#### Task objective
From the listing below, copy only the lines from the line that contains "drop a point: the wooden countertop" to the line that contains "drop a point: the chair backrest", counting those two lines as part of the copy.

#### Excerpted records
*** Block opens ***

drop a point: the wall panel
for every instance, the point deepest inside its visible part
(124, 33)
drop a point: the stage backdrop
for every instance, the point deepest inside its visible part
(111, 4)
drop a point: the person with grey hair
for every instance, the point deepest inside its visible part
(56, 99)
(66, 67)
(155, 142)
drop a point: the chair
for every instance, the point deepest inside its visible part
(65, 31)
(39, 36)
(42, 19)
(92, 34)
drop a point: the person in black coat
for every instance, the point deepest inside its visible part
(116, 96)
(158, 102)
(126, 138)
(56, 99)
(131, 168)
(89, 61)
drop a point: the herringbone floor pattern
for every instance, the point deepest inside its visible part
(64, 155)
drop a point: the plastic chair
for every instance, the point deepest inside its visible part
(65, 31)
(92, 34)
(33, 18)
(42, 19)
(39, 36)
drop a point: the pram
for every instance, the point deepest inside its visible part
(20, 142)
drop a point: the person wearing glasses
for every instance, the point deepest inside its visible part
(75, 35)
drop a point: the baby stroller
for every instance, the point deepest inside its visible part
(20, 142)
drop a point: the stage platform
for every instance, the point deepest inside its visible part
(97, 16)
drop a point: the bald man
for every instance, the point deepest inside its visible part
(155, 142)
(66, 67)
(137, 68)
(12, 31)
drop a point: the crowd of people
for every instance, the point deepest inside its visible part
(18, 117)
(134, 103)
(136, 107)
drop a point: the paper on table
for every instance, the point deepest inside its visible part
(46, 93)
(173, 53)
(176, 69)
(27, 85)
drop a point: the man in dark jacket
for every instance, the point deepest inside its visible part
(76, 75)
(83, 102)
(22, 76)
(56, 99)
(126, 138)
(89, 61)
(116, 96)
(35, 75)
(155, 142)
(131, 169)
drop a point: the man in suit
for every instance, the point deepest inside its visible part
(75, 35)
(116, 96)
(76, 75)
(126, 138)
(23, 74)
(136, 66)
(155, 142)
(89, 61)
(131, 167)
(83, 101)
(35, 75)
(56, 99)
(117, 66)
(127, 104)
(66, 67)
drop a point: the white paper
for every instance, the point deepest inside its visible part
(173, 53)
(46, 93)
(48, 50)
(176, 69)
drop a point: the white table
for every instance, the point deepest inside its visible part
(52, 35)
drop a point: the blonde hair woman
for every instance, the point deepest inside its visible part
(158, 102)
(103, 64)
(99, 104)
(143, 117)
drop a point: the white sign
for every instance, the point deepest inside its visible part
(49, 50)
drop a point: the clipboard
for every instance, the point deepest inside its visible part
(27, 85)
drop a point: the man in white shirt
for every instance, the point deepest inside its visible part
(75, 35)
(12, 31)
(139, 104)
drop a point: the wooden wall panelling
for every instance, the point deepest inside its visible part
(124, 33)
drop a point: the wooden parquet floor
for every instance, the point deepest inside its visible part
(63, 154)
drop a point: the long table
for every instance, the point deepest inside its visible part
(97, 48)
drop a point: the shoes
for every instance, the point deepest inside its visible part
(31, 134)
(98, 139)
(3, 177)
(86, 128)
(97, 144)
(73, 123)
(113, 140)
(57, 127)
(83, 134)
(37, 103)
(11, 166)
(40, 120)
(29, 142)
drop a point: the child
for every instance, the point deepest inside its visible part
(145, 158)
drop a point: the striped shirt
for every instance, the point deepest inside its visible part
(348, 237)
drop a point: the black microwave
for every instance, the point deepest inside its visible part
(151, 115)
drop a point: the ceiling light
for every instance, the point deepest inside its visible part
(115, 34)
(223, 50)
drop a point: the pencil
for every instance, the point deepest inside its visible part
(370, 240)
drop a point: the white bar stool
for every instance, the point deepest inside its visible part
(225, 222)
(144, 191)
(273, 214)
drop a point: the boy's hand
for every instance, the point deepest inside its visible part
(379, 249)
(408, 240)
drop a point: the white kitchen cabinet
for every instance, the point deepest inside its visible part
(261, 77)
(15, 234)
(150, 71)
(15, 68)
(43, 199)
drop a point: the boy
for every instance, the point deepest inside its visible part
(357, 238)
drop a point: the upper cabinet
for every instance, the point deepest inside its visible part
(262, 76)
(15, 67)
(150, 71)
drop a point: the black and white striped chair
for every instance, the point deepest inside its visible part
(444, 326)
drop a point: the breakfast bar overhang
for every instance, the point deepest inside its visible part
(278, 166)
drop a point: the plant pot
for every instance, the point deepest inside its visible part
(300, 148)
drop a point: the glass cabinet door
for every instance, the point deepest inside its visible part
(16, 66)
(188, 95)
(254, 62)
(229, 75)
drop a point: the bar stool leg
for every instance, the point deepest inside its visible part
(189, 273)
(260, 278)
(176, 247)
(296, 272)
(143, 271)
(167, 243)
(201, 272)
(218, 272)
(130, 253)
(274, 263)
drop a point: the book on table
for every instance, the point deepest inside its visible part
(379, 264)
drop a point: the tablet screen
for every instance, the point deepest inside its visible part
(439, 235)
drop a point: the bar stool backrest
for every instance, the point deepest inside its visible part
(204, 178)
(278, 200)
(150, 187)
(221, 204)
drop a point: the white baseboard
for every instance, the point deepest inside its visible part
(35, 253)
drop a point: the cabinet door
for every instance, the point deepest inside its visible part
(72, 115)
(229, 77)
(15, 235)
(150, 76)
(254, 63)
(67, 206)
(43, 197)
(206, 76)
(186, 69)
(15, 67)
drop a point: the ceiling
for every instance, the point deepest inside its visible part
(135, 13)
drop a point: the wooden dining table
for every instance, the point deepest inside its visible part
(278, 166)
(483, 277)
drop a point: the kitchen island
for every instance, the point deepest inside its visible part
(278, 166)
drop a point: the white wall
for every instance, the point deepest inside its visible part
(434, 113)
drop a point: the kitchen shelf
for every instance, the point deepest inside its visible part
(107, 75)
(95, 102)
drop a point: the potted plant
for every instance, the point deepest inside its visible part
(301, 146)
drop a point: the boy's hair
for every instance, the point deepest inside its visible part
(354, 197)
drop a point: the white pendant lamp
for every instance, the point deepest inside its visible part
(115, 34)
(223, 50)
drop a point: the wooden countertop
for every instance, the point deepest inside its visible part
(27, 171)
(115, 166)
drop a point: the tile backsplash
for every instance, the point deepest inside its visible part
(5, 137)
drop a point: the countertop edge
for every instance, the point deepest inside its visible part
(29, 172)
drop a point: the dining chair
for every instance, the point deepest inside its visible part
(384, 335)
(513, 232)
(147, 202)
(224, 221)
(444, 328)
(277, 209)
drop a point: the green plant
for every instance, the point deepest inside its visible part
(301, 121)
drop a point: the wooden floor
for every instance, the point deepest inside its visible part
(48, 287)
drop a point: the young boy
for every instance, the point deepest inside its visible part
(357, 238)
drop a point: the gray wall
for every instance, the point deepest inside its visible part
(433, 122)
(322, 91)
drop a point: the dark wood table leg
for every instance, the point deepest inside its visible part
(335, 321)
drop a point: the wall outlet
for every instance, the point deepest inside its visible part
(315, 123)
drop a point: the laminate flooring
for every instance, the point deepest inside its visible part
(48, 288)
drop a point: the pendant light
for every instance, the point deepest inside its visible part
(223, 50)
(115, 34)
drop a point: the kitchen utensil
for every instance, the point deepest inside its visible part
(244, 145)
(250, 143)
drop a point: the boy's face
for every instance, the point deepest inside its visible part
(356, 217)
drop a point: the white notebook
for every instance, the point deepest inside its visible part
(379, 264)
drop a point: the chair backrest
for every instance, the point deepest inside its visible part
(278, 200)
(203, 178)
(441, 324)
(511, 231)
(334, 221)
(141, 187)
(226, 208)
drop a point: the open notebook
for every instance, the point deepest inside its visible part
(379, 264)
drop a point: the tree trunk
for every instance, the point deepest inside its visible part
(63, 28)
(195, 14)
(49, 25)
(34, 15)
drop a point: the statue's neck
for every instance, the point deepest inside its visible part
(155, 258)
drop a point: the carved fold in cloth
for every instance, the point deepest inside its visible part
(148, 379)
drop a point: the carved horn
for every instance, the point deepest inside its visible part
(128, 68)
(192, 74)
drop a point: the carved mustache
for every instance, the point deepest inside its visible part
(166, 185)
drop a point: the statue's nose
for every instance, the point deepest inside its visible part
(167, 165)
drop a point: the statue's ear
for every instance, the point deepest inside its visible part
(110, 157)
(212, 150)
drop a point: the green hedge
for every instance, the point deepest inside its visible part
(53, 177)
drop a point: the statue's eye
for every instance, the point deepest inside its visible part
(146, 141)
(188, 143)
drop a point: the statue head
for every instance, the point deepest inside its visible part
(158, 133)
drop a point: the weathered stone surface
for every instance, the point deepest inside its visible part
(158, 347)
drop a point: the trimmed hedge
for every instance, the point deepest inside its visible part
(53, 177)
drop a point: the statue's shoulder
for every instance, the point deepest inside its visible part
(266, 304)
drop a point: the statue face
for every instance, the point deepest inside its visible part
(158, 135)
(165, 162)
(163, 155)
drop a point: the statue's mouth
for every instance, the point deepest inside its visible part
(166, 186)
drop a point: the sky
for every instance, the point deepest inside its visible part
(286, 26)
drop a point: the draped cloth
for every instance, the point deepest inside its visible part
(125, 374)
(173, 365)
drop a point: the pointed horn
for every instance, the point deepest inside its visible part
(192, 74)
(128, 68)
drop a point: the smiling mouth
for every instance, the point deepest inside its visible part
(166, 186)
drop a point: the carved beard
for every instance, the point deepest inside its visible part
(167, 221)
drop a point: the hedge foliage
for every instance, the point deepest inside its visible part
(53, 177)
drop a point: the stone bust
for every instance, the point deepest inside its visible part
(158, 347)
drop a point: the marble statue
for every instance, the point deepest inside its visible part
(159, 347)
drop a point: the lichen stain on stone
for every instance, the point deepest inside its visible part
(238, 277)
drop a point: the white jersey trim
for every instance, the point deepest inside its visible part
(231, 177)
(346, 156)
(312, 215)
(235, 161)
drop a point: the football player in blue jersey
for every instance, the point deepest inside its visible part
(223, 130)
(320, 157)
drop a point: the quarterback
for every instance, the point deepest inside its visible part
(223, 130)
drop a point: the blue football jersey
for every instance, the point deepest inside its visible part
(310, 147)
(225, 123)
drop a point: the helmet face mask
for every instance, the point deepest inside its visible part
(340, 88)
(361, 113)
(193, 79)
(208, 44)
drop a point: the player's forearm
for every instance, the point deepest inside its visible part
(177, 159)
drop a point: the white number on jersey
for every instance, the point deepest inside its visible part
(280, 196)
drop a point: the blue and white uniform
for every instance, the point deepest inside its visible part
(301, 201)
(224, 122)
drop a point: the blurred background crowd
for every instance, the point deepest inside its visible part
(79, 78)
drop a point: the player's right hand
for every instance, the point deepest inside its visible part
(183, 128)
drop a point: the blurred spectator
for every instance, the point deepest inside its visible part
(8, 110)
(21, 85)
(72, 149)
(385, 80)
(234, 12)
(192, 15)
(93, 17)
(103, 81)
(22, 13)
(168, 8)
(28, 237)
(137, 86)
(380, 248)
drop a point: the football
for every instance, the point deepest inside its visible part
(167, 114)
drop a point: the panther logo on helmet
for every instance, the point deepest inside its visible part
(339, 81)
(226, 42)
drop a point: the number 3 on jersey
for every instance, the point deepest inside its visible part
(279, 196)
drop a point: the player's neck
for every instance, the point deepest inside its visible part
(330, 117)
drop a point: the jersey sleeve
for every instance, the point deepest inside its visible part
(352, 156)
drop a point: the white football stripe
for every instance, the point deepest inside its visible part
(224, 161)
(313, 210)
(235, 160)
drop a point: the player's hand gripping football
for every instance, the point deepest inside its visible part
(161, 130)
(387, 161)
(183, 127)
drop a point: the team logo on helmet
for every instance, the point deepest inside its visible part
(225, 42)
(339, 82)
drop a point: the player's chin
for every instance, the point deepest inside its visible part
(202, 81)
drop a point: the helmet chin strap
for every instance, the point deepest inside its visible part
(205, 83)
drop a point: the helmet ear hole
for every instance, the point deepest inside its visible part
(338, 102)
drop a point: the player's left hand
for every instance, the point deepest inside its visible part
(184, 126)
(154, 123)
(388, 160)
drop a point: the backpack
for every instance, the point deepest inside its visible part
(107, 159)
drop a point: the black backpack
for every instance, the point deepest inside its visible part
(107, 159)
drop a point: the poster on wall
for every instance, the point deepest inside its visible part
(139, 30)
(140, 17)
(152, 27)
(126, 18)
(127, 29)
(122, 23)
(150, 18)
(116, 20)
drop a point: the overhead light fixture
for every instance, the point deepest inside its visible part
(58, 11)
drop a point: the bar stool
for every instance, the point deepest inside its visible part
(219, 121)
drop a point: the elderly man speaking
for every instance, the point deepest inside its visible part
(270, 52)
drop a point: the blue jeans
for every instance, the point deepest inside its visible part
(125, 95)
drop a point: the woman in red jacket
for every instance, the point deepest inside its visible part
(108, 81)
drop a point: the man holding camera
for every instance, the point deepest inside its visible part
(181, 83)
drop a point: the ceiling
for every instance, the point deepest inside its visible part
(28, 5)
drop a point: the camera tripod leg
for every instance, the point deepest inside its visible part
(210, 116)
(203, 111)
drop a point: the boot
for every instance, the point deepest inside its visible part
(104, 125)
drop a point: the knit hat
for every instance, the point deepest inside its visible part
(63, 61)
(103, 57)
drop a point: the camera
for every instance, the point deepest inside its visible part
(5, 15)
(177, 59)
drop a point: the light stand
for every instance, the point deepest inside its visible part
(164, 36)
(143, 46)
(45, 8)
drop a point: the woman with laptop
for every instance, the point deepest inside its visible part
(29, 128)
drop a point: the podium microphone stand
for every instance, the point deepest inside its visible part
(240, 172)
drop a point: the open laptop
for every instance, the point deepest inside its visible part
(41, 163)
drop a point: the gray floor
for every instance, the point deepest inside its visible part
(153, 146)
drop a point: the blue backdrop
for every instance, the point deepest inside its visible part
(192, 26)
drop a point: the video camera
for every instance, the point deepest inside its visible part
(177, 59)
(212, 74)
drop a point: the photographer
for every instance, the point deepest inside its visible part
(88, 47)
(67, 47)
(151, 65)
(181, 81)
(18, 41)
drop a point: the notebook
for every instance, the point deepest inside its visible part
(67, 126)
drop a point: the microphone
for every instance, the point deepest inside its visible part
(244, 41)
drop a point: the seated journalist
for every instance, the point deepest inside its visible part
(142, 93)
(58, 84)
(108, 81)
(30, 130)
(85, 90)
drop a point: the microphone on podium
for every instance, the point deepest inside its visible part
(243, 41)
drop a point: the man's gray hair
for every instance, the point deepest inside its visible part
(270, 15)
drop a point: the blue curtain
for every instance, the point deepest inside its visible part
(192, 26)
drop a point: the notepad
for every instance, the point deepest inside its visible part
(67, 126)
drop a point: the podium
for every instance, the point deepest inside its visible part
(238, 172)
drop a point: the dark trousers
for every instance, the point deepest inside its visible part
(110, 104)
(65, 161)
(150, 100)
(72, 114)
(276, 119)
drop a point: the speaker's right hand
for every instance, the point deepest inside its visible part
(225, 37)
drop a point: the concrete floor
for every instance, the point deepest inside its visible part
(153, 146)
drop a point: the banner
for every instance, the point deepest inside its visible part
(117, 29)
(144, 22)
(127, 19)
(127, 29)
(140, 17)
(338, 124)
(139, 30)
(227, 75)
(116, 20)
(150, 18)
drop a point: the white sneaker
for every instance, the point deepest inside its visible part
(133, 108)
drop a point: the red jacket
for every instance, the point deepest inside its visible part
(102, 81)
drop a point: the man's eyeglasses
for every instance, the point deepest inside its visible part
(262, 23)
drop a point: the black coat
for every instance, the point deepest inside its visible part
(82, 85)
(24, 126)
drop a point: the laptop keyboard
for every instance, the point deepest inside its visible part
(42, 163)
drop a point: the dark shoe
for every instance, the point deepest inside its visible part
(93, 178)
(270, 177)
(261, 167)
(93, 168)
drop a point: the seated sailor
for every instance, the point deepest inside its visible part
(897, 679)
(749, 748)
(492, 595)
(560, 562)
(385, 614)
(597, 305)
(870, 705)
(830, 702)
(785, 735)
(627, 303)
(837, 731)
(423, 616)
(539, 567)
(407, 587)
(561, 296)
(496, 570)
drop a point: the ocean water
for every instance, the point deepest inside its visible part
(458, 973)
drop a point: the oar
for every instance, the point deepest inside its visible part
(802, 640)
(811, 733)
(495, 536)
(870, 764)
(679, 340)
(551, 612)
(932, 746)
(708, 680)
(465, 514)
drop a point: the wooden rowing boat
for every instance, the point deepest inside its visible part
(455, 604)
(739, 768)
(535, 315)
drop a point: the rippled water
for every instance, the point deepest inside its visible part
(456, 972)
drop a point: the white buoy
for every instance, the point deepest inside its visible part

*** Block closes ***

#### The answer
drop a point: the wooden countertop
for every instance, the point deepest inside its visible part
(27, 171)
(115, 166)
drop a point: the tile backsplash
for every instance, the point deepest inside its visible part
(5, 137)
drop a point: the countertop edge
for every instance, the point deepest inside its visible part
(29, 172)
drop a point: the dining chair
for every instance, the point deepest inside its visible part
(384, 335)
(513, 232)
(147, 202)
(224, 221)
(444, 328)
(277, 209)
drop a point: the green plant
for every instance, the point deepest inside its visible part
(301, 121)
drop a point: the wooden floor
for every instance, the point deepest inside its visible part
(48, 287)
drop a point: the young boy
for every instance, the point deepest inside its visible part
(357, 238)
drop a point: the gray wall
for every instance, the point deepest inside its visible part
(433, 122)
(322, 91)
drop a point: the dark wood table leg
for every instance, the point deepest inside its visible part
(335, 321)
drop a point: the wall outlet
for every instance, the point deepest inside its visible part
(315, 123)
drop a point: the laminate flooring
for every instance, the point deepest inside its visible part
(48, 288)
drop a point: the pendant light
for every instance, the point deepest inside its visible part
(223, 50)
(115, 34)
drop a point: the kitchen utensil
for every instance, the point deepest inside its visible part
(244, 145)
(250, 143)
drop a point: the boy's face
for every instance, the point deepest inside its visible part
(356, 217)
drop a point: the white notebook
for every instance, the point deepest inside its visible part
(379, 264)
drop a point: the chair backrest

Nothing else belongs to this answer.